WORK INSTRUCTION — The expected output is an exact restatement of all the records.

Records from a data collection
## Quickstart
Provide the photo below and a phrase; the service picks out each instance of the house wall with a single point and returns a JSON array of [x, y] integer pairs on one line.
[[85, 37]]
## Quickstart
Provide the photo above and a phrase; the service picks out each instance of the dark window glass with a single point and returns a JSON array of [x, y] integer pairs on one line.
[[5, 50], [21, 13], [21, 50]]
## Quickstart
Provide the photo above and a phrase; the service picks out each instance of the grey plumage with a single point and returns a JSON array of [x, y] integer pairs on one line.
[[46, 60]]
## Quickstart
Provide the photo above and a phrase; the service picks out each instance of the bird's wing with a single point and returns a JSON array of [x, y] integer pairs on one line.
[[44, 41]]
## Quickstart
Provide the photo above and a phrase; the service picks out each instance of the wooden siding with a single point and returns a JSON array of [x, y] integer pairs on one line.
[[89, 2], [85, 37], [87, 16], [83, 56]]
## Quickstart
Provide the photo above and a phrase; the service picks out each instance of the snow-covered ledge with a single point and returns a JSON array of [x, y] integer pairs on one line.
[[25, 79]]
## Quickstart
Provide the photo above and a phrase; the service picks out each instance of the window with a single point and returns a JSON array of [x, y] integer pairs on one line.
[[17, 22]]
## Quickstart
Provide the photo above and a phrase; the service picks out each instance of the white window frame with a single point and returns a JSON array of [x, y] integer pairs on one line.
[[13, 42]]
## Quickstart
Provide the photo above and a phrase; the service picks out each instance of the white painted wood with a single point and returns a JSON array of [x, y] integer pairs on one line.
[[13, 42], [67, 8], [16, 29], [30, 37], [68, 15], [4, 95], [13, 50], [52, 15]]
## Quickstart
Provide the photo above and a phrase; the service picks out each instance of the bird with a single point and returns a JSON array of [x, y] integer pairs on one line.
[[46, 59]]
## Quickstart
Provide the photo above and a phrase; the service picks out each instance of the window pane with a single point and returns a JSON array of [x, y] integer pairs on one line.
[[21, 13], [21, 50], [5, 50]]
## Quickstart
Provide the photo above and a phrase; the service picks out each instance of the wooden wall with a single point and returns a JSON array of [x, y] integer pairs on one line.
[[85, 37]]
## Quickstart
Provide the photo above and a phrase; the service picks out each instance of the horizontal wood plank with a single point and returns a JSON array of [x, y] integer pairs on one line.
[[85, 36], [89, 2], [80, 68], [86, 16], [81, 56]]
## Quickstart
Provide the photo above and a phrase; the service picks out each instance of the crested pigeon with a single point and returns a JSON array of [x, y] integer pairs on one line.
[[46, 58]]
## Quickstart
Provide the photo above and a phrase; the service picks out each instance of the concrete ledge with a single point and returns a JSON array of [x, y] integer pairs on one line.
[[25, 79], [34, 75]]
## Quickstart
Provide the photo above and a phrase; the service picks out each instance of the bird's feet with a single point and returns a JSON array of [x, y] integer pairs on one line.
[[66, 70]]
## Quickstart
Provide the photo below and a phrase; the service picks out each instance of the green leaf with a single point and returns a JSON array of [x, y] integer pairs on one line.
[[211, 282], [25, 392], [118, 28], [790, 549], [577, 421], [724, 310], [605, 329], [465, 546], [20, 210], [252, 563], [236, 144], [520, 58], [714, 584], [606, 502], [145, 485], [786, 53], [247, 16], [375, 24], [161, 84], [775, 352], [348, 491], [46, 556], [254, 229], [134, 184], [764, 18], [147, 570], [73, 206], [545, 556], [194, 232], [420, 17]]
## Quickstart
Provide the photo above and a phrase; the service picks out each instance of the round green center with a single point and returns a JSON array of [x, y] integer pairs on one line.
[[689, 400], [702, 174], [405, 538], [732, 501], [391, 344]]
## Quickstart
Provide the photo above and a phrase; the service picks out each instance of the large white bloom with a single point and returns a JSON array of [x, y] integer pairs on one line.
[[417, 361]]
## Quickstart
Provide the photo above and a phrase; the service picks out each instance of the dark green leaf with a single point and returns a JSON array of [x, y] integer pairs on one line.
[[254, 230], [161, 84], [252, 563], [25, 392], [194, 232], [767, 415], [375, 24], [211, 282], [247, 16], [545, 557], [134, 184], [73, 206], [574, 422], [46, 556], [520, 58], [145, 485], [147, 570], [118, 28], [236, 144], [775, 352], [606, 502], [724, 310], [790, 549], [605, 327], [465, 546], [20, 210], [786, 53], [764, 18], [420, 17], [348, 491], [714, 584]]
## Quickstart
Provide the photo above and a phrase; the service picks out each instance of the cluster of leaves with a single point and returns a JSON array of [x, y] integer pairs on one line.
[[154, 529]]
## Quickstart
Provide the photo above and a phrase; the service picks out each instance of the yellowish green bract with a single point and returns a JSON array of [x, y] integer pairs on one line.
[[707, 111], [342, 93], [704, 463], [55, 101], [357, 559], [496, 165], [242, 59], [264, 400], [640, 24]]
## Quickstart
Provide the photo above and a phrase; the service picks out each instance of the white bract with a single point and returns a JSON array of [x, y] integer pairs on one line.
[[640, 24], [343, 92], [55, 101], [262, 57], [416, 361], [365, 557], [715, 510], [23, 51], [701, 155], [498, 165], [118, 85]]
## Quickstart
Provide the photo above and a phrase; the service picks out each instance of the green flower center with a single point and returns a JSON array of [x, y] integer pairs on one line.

ANSWER BOX —
## Quickstart
Provide the photo below and a phrase; the service picks out each instance of the house wall with a single point and returns a JSON array of [x, y] integer pairs on one line.
[[85, 37]]
## Quickstart
Provide the photo above and a phrase; the service picks out each instance of the dark window glass with a single point and returns a JSON array of [x, y] integer pairs on one line.
[[5, 50], [21, 13], [21, 50]]
## Quickstart
Provide the photo above and a phrase; the service picks out each instance of the grey plumage with a single point and returns a JSON array of [x, y] integer pairs on one line.
[[46, 60]]
## Quickstart
Provide the photo above and a phrase; the service picks out each instance of the bird's wing with a single point and returns a JSON array of [x, y] integer pairs on one line.
[[44, 41]]
## Quickstart
Provide the photo above and a phrase; the service picks out each instance of the wooden siding with a single point and returns a JSON array of [x, y] integer pairs on one line.
[[89, 2], [85, 37], [87, 16], [83, 56]]
## Quickstart
Provide the photo above and a phrase; the service picks out each instance of the snow-covered ledge with a single point and returns a JSON array of [x, y] integer pairs on one line.
[[25, 79]]
## Quickstart
Provide the photo above and a phrase; the service picks out each instance of the window with a single point and returns a JSON array of [x, y] integer pairs on one line.
[[17, 22]]
## Quickstart
Provide the photo above and a phrase; the service picks out each instance of the white window frame with a single point and returns a JSON array of [x, y] integer pairs on one line.
[[13, 42]]
## Quickstart
Provide the photo above and a phrase; the service picks out each instance of the white painted wood with a single point and returns a JSON array of [x, y] integer pairs on one line.
[[13, 42], [67, 8], [16, 29], [30, 37], [68, 15], [4, 95], [13, 50], [52, 15]]
## Quickstart
Provide the photo above and a phrase; the service picks out each instance of the bird with a single point and returns a JSON array of [x, y] integer pairs on one line.
[[46, 59]]
## Quickstart
Provide the photo above and a phrase; the service picks out each instance of the window pane with a single point and returns a JSON array of [x, y] integer pairs on one line.
[[21, 13], [21, 50], [5, 50]]
## Quickstart
Provide the photo above and a phrase; the service picks out each instance of the wooden wall with a single point and returns a JSON array of [x, y] integer pairs on one line.
[[85, 37]]
## Quickstart
Provide the photo above and a phrase; the service picks out each instance of the horizontal wood plank with a single point and returns a JSON array of [x, y] integer pairs on one line.
[[85, 36], [89, 2], [80, 68], [86, 16], [81, 56]]
## Quickstart
Provide the photo above and a phrase; the service picks out each instance of the crested pigeon with a single point and returns a JSON array of [x, y] integer pairs on one line.
[[46, 58]]
## Quickstart
Provide the photo above and a phrase; the service picks out each instance of the concrete ledge with a single point and returns a JSON array of [x, y] integer pairs on one line.
[[25, 79], [34, 75]]
## Quickstart
Provide the photo above and a phrase; the service picks out each instance of the bird's feet with a single point and returns a JSON array of [x, y] integer pairs on one line.
[[66, 70]]
## Quickstart
Provide the photo below and a phrase; the service picks out each instance of the green leaf with a single point and returns a JSON array of [x, y] integer pairs on one line.
[[211, 282], [25, 392], [118, 28], [790, 549], [577, 421], [724, 310], [605, 329], [465, 546], [20, 210], [252, 563], [236, 144], [520, 58], [714, 584], [606, 502], [145, 485], [786, 53], [247, 16], [375, 24], [161, 84], [775, 352], [348, 491], [46, 556], [254, 229], [134, 184], [764, 18], [147, 570], [73, 206], [545, 556], [194, 232], [420, 17]]
## Quickstart
Provide the photo above and a phrase; the service picks out each instance of the round green center with a single point and returns a JSON array of [x, y] integer pairs on one line.
[[689, 400], [702, 174], [405, 538], [732, 501], [391, 344]]
## Quickstart
Provide the photo above and a phrase; the service picks out each instance of the large white bloom with a single point and returns a JSON array of [x, y] integer pairs on one line.
[[417, 361]]
## Quickstart
Provide the photo above and a phrase; the service picks out each instance of the dark green leaf with a single point and returns a JSON array of [x, y] integer pairs on one line.
[[254, 230], [161, 84], [252, 563], [25, 392], [194, 232], [767, 415], [375, 24], [211, 282], [247, 16], [545, 557], [134, 184], [73, 206], [574, 422], [46, 556], [520, 58], [145, 485], [147, 570], [118, 28], [236, 144], [775, 352], [606, 502], [724, 310], [790, 549], [605, 327], [465, 546], [20, 210], [786, 53], [764, 18], [420, 17], [348, 491], [714, 584]]
## Quickstart
Provide the photo above and a phrase; the service picks out each instance of the cluster of leaves with a single point and returns a JSON array of [x, y] integer pairs on one line.
[[154, 529]]
## Quickstart
Provide the photo above and a phrase; the service picks out each instance of the yellowish green bract with a single point and returns a JSON array of [x, y] integer pairs on one line.
[[707, 111], [342, 93], [704, 463], [55, 101], [357, 559], [496, 165], [242, 59], [264, 400], [640, 24]]
## Quickstart
Provide the photo above and a phrase; the service picks out each instance of the white bract with a single point and returns a JSON array of [x, y] integer pairs on one line.
[[640, 24], [343, 92], [55, 101], [262, 57], [416, 361], [365, 557], [715, 510], [23, 51], [701, 155], [498, 165], [118, 85]]
## Quickstart
Provide the photo above and a phrase; the service picks out each instance of the green flower center with a single point and returns a JSON array of [x, y] integer pairs on one line.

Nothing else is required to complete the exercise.